--- START RECORDS ---

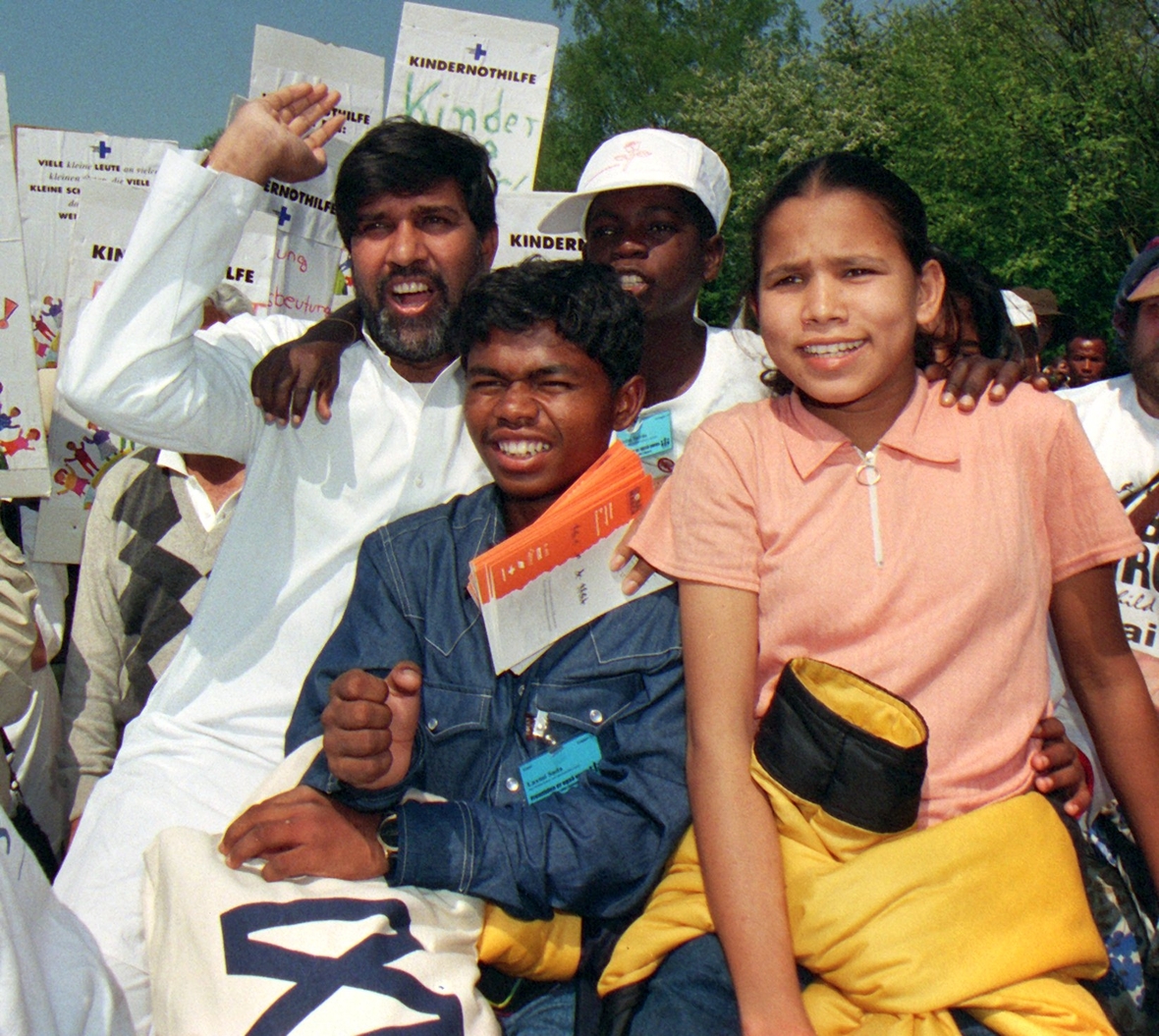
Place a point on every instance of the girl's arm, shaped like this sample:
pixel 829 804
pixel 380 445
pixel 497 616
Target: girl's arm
pixel 736 835
pixel 1111 690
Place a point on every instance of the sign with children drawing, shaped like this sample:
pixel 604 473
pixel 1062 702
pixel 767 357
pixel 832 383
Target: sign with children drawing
pixel 307 272
pixel 24 461
pixel 53 169
pixel 486 76
pixel 79 451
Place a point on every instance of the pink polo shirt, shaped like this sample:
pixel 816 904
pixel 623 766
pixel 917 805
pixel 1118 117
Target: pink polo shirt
pixel 938 590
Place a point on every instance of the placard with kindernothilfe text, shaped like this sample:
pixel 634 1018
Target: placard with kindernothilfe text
pixel 307 274
pixel 486 76
pixel 53 168
pixel 81 452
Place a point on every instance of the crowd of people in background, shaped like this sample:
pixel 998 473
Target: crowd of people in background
pixel 894 566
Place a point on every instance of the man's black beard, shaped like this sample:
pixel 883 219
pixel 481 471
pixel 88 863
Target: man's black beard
pixel 415 340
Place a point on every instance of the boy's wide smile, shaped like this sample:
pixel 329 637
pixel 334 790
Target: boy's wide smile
pixel 540 411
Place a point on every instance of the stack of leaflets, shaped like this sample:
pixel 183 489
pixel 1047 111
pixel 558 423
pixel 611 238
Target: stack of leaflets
pixel 553 577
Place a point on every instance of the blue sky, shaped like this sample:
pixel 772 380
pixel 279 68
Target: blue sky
pixel 167 69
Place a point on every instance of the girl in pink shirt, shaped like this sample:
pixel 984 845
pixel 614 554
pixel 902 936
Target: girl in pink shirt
pixel 815 525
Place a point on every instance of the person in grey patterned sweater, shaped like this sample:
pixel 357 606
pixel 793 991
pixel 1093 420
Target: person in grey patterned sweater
pixel 153 534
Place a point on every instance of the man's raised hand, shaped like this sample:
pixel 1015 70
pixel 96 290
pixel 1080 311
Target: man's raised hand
pixel 275 136
pixel 370 725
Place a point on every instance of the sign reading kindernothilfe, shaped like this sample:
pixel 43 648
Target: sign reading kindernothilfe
pixel 53 168
pixel 306 272
pixel 486 76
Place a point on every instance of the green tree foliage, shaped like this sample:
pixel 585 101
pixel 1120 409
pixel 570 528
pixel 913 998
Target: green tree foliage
pixel 633 60
pixel 1029 127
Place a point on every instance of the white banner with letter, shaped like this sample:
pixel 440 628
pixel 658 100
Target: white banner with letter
pixel 24 458
pixel 53 168
pixel 307 271
pixel 81 452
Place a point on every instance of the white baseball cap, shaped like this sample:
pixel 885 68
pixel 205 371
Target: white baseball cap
pixel 644 158
pixel 1019 309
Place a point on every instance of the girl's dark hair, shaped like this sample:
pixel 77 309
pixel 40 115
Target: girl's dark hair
pixel 849 171
pixel 967 282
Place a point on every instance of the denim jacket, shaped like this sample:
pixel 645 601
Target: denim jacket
pixel 596 848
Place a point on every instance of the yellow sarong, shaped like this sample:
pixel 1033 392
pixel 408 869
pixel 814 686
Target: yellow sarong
pixel 984 912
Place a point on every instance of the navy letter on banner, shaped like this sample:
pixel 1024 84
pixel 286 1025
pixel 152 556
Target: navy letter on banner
pixel 315 978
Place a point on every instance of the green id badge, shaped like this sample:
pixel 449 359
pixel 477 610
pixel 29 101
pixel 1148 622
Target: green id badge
pixel 560 770
pixel 649 436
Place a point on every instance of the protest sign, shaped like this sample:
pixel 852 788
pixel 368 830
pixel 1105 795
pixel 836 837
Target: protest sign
pixel 81 452
pixel 306 275
pixel 53 168
pixel 486 76
pixel 24 459
pixel 519 214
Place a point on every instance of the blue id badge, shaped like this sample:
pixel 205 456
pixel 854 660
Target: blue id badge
pixel 560 770
pixel 649 436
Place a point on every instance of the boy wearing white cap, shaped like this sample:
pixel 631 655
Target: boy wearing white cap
pixel 650 204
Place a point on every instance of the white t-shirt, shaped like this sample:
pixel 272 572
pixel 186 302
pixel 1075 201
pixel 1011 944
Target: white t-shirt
pixel 213 726
pixel 1126 439
pixel 729 374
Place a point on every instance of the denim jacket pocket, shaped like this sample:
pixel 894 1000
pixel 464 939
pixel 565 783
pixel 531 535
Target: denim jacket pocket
pixel 587 707
pixel 450 710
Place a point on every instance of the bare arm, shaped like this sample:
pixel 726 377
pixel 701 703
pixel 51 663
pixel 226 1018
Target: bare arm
pixel 736 834
pixel 1111 690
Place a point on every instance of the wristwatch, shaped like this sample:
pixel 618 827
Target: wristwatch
pixel 388 838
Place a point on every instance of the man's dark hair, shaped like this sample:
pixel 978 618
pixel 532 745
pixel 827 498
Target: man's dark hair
pixel 407 158
pixel 583 301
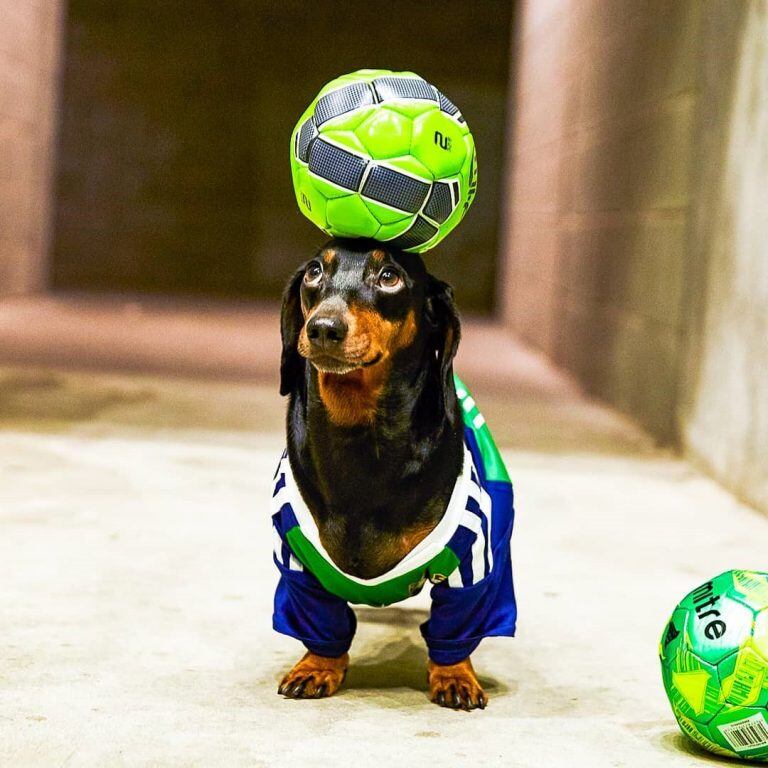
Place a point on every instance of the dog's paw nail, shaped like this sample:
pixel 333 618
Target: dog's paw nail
pixel 298 689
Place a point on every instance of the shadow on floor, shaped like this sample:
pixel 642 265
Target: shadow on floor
pixel 399 662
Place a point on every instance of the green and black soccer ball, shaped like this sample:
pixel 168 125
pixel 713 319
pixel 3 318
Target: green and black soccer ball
pixel 714 661
pixel 384 155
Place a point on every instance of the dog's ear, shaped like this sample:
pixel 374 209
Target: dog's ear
pixel 291 322
pixel 443 318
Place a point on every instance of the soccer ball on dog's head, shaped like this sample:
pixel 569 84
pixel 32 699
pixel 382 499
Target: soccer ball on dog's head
pixel 384 155
pixel 714 660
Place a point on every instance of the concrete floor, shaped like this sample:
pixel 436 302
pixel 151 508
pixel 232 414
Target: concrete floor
pixel 136 585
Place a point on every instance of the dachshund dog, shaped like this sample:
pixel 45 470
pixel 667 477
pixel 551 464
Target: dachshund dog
pixel 376 462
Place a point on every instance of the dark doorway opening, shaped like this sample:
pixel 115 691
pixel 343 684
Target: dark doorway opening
pixel 173 172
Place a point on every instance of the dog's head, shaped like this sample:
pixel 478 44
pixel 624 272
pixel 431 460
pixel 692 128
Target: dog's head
pixel 358 305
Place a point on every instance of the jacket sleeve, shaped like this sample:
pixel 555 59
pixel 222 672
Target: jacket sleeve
pixel 465 611
pixel 304 609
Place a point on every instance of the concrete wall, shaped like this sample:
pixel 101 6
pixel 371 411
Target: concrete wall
pixel 600 189
pixel 29 55
pixel 637 215
pixel 723 410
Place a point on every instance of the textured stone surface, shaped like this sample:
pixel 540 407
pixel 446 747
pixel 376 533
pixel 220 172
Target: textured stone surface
pixel 636 232
pixel 724 407
pixel 135 563
pixel 29 58
pixel 599 194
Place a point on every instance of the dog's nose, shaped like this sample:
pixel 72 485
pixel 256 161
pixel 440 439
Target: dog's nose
pixel 326 331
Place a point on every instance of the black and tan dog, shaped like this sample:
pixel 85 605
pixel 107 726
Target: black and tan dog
pixel 375 432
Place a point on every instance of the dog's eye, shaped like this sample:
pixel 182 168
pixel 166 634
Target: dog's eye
pixel 390 279
pixel 314 273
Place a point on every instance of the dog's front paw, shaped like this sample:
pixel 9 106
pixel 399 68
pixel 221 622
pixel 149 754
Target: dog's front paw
pixel 456 686
pixel 315 677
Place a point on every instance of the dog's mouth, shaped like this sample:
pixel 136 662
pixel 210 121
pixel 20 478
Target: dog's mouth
pixel 341 366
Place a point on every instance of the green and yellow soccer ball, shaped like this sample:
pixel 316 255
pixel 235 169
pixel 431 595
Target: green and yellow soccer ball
pixel 714 661
pixel 384 155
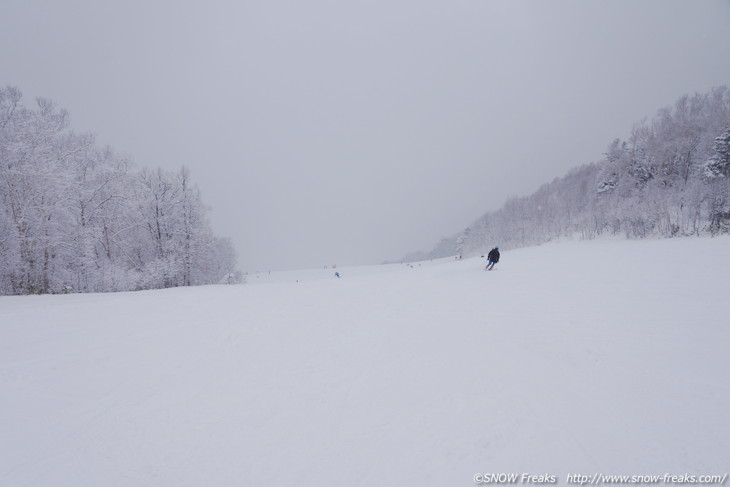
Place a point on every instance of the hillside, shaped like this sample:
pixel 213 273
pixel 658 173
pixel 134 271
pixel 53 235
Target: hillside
pixel 604 356
pixel 670 178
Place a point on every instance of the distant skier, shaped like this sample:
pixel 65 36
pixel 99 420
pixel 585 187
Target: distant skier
pixel 493 258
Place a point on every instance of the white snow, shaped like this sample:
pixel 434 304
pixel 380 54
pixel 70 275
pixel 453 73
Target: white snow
pixel 574 357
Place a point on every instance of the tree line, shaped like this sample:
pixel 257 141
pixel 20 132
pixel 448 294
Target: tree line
pixel 76 217
pixel 670 178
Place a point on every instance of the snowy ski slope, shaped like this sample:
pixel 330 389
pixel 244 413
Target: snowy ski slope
pixel 573 357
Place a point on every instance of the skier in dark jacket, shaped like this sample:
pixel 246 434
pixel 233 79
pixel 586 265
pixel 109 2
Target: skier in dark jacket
pixel 493 258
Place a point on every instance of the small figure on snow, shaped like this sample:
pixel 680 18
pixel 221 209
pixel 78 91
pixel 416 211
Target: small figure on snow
pixel 493 258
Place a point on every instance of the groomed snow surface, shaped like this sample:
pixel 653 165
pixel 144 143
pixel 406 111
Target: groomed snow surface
pixel 573 357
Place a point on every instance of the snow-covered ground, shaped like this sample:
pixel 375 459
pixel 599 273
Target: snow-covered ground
pixel 577 357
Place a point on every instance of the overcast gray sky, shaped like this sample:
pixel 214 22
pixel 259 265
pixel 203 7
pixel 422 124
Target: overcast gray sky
pixel 348 132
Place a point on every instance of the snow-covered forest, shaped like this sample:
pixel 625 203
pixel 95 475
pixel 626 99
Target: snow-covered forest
pixel 76 217
pixel 670 178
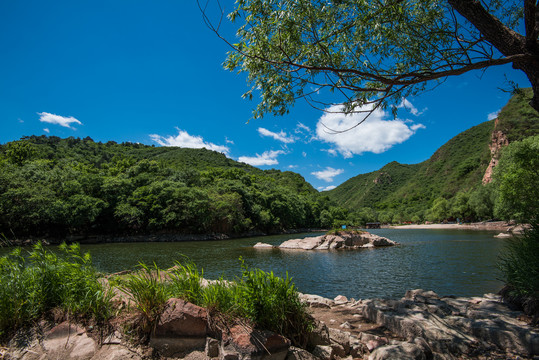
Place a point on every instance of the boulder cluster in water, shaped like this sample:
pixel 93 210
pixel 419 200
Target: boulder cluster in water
pixel 342 240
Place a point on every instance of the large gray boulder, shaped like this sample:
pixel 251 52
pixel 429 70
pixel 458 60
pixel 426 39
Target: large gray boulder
pixel 455 327
pixel 344 240
pixel 247 343
pixel 181 328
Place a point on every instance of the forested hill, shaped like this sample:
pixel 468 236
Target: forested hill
pixel 449 183
pixel 54 187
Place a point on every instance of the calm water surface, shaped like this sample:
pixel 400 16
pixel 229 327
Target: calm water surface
pixel 450 262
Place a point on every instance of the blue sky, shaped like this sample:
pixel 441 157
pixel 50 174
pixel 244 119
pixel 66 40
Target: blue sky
pixel 151 72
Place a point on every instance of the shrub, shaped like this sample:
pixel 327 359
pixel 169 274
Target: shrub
pixel 33 285
pixel 519 263
pixel 147 290
pixel 267 301
pixel 273 303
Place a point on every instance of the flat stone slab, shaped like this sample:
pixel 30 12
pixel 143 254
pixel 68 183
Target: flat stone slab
pixel 455 326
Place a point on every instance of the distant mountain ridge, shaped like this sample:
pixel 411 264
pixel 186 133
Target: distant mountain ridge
pixel 457 166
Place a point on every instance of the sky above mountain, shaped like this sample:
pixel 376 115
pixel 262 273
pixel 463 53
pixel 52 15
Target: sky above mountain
pixel 151 72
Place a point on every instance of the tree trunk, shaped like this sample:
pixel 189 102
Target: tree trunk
pixel 505 40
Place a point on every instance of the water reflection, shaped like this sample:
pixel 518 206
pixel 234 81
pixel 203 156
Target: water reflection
pixel 456 262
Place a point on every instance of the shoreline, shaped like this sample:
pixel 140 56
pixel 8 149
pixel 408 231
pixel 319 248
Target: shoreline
pixel 489 226
pixel 167 237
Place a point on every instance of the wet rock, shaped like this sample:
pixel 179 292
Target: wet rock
pixel 316 301
pixel 260 245
pixel 345 240
pixel 340 299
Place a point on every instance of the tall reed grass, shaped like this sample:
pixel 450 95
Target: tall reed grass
pixel 35 283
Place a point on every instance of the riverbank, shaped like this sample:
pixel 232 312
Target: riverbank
pixel 502 226
pixel 166 237
pixel 421 325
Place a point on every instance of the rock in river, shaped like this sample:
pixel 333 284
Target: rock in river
pixel 343 240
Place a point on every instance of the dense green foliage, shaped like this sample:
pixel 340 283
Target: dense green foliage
pixel 518 120
pixel 517 180
pixel 366 54
pixel 52 186
pixel 448 186
pixel 400 192
pixel 35 284
pixel 267 301
pixel 519 263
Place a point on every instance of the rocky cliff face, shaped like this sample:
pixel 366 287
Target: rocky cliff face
pixel 498 141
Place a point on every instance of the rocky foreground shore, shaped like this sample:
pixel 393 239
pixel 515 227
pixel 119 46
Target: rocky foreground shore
pixel 341 240
pixel 421 325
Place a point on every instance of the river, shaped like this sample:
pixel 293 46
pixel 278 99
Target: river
pixel 450 262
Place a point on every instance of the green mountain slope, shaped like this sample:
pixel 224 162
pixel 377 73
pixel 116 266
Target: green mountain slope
pixel 53 187
pixel 455 168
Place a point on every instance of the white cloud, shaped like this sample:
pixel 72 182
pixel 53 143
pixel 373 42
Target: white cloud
pixel 416 127
pixel 301 128
pixel 493 115
pixel 266 158
pixel 183 139
pixel 328 174
pixel 410 107
pixel 376 134
pixel 327 188
pixel 280 136
pixel 64 121
pixel 331 152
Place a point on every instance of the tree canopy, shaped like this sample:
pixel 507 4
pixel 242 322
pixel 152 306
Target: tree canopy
pixel 372 53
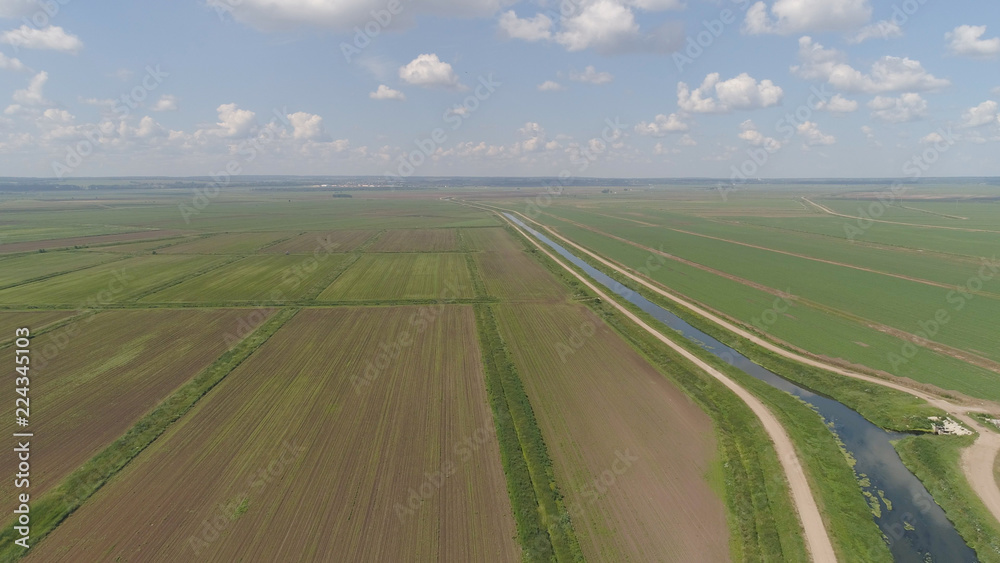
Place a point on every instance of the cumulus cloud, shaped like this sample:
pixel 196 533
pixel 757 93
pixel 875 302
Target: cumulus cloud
pixel 740 93
pixel 983 114
pixel 234 122
pixel 32 95
pixel 812 136
pixel 885 29
pixel 167 102
pixel 662 125
pixel 590 75
pixel 428 71
pixel 888 74
pixel 306 126
pixel 385 93
pixel 967 41
pixel 51 37
pixel 908 107
pixel 527 29
pixel 787 17
pixel 10 63
pixel 344 15
pixel 750 134
pixel 838 104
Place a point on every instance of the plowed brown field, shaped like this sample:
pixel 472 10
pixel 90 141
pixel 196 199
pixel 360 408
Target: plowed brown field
pixel 92 379
pixel 303 453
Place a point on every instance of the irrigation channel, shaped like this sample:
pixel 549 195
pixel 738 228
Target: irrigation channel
pixel 915 527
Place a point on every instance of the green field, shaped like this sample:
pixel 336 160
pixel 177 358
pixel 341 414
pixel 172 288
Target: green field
pixel 385 277
pixel 257 278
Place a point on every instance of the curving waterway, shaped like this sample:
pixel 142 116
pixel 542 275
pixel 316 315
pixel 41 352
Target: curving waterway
pixel 915 527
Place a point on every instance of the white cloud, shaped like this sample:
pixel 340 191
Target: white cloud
pixel 885 29
pixel 908 107
pixel 750 134
pixel 344 15
pixel 813 136
pixel 17 8
pixel 799 16
pixel 983 114
pixel 306 126
pixel 888 74
pixel 740 93
pixel 662 125
pixel 838 104
pixel 528 29
pixel 429 71
pixel 967 41
pixel 52 37
pixel 167 102
pixel 32 95
pixel 235 122
pixel 10 63
pixel 590 75
pixel 385 93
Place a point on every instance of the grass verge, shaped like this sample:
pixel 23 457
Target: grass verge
pixel 937 462
pixel 53 507
pixel 543 526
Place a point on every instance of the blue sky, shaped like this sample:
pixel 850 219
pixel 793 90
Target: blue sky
pixel 492 87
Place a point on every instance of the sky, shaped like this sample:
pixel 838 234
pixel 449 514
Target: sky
pixel 576 88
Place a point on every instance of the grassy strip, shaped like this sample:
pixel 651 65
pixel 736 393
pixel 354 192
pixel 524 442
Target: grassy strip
pixel 755 507
pixel 936 461
pixel 56 505
pixel 543 526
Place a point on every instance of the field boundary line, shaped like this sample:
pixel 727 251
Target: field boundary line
pixel 53 507
pixel 817 540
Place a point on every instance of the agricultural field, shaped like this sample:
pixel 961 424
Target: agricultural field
pixel 93 378
pixel 422 481
pixel 119 281
pixel 417 240
pixel 256 278
pixel 384 277
pixel 631 453
pixel 80 241
pixel 309 243
pixel 226 243
pixel 18 269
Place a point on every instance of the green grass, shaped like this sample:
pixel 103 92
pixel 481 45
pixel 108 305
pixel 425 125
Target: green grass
pixel 936 461
pixel 115 282
pixel 544 529
pixel 256 278
pixel 403 276
pixel 56 505
pixel 23 268
pixel 832 479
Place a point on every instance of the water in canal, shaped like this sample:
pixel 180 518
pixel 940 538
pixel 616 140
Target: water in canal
pixel 914 525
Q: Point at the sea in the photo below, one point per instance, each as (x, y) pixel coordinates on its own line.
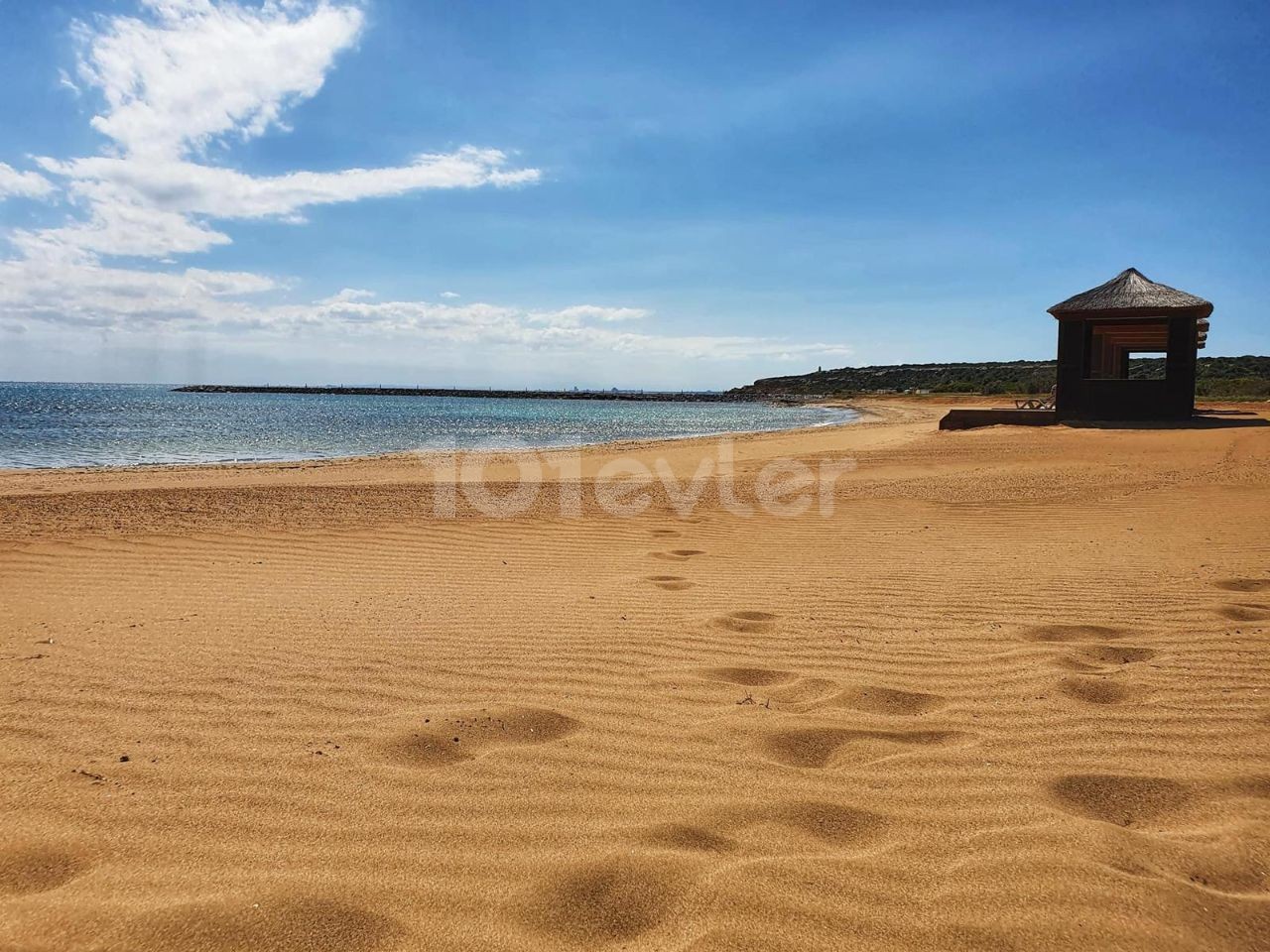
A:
(125, 424)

--- END RECORDS ---

Write out the records word for word, starting at the very beginning and stopping after the line that contains "pixel 540 411", including that line. Leave the pictures out.

* [COMPLETE RESPONSE]:
Place a point on every instance of the girl's arm, shaped like this sample:
pixel 829 804
pixel 380 445
pixel 497 616
Target: girl's arm
pixel 736 835
pixel 1111 690
Place a point on every instance of the sign with children drawing, shaped like this sample:
pixel 604 473
pixel 1062 702
pixel 767 357
pixel 832 383
Target: sign with children drawing
pixel 307 272
pixel 24 461
pixel 53 169
pixel 486 76
pixel 79 451
Place a point on every instance of the pink polo shirt, shaped like this sample:
pixel 816 904
pixel 623 766
pixel 917 805
pixel 1118 117
Target: pink polo shirt
pixel 938 590
Place a point on every instance of the placard with kindernothilfe text, shaped like this sample:
pixel 634 1018
Target: placard with kindernothilfe text
pixel 307 274
pixel 486 76
pixel 53 168
pixel 81 452
Place a point on every instance of the crowd of people in background, shaped like this sample:
pixel 998 473
Target: crowd of people in background
pixel 894 566
Place a point on every instance of the man's black beard, shaped like this sample:
pixel 883 219
pixel 481 471
pixel 88 863
Target: man's black beard
pixel 415 340
Place a point on every instance of the boy's wide smile, shaped like this sample:
pixel 329 637
pixel 334 790
Target: boy's wide smile
pixel 540 411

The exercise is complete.